:: What the task requires ::
The listing below should be copied in full, word for word.

Dataset excerpts on object pointing

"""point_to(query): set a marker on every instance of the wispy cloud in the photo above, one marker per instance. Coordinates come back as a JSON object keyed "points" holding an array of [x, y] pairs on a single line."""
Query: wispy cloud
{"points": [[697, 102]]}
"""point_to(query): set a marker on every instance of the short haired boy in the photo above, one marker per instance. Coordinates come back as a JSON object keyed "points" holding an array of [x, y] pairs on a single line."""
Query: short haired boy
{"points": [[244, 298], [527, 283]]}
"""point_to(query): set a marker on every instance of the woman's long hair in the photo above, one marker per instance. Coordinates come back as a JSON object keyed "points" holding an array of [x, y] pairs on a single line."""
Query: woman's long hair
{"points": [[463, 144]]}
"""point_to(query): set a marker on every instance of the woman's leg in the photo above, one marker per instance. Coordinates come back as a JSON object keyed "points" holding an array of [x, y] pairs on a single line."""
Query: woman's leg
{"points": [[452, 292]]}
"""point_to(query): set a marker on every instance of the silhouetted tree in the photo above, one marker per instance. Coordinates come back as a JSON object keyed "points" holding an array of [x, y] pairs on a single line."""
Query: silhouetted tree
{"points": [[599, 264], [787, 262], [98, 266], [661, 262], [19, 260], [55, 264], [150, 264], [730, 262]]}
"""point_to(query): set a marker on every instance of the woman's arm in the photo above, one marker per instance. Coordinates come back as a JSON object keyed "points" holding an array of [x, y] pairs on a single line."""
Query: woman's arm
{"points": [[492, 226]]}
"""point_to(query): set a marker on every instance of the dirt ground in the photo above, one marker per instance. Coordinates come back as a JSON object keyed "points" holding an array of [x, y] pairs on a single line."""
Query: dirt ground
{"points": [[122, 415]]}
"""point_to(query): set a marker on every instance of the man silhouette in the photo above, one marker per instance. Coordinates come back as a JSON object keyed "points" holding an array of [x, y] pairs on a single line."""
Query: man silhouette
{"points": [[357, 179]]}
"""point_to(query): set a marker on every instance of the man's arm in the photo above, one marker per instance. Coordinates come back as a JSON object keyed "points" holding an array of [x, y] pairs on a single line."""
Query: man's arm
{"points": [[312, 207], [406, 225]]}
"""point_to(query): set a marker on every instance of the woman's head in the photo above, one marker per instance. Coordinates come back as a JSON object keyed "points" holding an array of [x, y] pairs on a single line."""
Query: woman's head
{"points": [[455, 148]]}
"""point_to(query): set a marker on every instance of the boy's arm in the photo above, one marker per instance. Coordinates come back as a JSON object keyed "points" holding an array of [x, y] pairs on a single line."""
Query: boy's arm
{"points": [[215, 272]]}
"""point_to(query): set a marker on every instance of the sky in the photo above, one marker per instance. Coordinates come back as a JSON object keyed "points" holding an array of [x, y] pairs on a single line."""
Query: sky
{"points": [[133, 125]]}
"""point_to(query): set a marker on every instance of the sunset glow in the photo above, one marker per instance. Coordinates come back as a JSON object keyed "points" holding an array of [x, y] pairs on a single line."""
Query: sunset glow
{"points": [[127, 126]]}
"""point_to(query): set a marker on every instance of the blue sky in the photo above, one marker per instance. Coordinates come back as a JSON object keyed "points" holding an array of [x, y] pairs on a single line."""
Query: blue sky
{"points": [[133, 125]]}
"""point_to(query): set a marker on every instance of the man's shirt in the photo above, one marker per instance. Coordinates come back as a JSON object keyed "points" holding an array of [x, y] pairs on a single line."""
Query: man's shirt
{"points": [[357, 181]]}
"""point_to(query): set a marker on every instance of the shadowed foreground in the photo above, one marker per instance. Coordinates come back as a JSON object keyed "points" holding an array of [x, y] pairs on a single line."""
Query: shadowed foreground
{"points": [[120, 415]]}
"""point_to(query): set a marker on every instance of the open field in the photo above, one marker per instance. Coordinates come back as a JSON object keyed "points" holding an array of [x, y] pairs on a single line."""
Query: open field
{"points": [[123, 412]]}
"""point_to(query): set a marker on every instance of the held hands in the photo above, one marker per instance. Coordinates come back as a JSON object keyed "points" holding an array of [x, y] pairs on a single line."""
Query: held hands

:: Full output ::
"""point_to(query): set a marker on every instance of the wispy cloud in the photo above, one marker per instance. Coordinates come back as a JSON object keyed "points" holding an array of [x, y] pairs on a single line."""
Query: wispy cloud
{"points": [[697, 102]]}
"""point_to(query): set a marker on every instance of the short haired boy in the photo above, one marker per instance. Coordinates come back as a JSON object keyed "points" holding an array of [x, y] pairs on a single line."""
Query: short haired boy
{"points": [[244, 298], [527, 283]]}
"""point_to(query): set a marker on every instance of the woman's long hair in the photo above, one marker per instance. Coordinates come back as a JSON object keyed "points" holding an array of [x, y] pairs on a single line."""
Query: woman's long hair
{"points": [[463, 144]]}
"""point_to(query): set a marker on every instance of the woman's leg in the photo above, one marker per instance. Coordinates come back as a JSON object keyed "points" holding an array of [x, y] pairs on a single line."""
Query: woman's leg
{"points": [[452, 292]]}
"""point_to(query): set a marker on every instance of the silhouetted tree in the photo above, one marker per instance. Coordinates come back as a JSON object keyed "points" holding an array of [x, y] pairs on a single line."""
Query: silhouetted tree
{"points": [[599, 264], [787, 262], [98, 266], [661, 262], [19, 260], [55, 264], [150, 264], [730, 262]]}
"""point_to(query): set a marker on every instance of the woman's arm in the photo above, one marker per instance. Coordinates come back as a JSON object keyed "points" holding an array of [x, y] pairs on a single line."""
Query: woman's arm
{"points": [[492, 226]]}
"""point_to(query): set a marker on every instance of the dirt ground in the photo above, one marker per instance. Coordinates come back as a JSON object keyed "points" holding an array of [x, y] pairs on a single line."""
Query: dirt ground
{"points": [[122, 415]]}
"""point_to(query): set a marker on every instance of the man silhouette in the photo above, one marker per instance. Coordinates come back as a JSON object keyed "points" holding an array of [x, y] pairs on a single line."""
Query: man silhouette
{"points": [[357, 179]]}
"""point_to(query): set a marker on every instance of the man's arm in the photo above, one marker per instance. Coordinates come back as a JSON object keyed "points" holding an array of [x, y] pairs on a single line."""
Query: man's arm
{"points": [[312, 207], [406, 225]]}
"""point_to(query): set a marker on every instance of the woman's head in the photo above, one marker per instance. Coordinates come back as a JSON object keyed "points" holding an array of [x, y] pairs on a single line."""
Query: woman's head
{"points": [[455, 148]]}
"""point_to(query): set a marker on every instance of the boy's arm in the photo above, one marker per instance. Coordinates come back as a JSON object keyed "points" holding an array of [x, y] pairs on a single line."""
Query: boy's arm
{"points": [[215, 272]]}
"""point_to(query): set a marker on every instance of the sky in the photo above, one marker per instance. Coordinates come back as a JSON object keyed "points" holding an array of [x, y] pairs on a single line."""
Query: sky
{"points": [[133, 125]]}
"""point_to(query): set a marker on every instance of the sunset glow in the photo above, one marker per instance. Coordinates come back as a JSON object keyed "points" holding an array of [x, y] pairs on a single line."""
Query: sunset glow
{"points": [[127, 126]]}
"""point_to(query): set a marker on every instance of the blue sky in the photo above, one marker per instance. Coordinates come back as a JSON object keyed "points" holding an array of [x, y] pairs on a single line."""
Query: blue sky
{"points": [[133, 125]]}
"""point_to(query): set a marker on every instance of the man's shirt in the photo above, one marker per instance. Coordinates come back as a JSON object keyed "points" holding an array of [x, y] pairs on a single line."""
Query: man's shirt
{"points": [[357, 181]]}
"""point_to(query): set a marker on every instance of the shadowed foreground in the photo above, one marker per instance. Coordinates come back as a JSON object keyed "points" holding an array of [x, y] pairs on a single line."""
Query: shadowed foreground
{"points": [[120, 415]]}
"""point_to(query): set a marker on every instance of the open field in the photo above, one marker per instance. Coordinates come back as a JSON object keyed "points" holding an array of [x, y] pairs on a single line."""
Query: open field
{"points": [[123, 412]]}
"""point_to(query): set a marker on every instance of the held hands in the photo above, one marker per instance. Coordinates come back as a JSON object keyed "points" holding an array of [x, y] pairs on a single line."""
Query: held hands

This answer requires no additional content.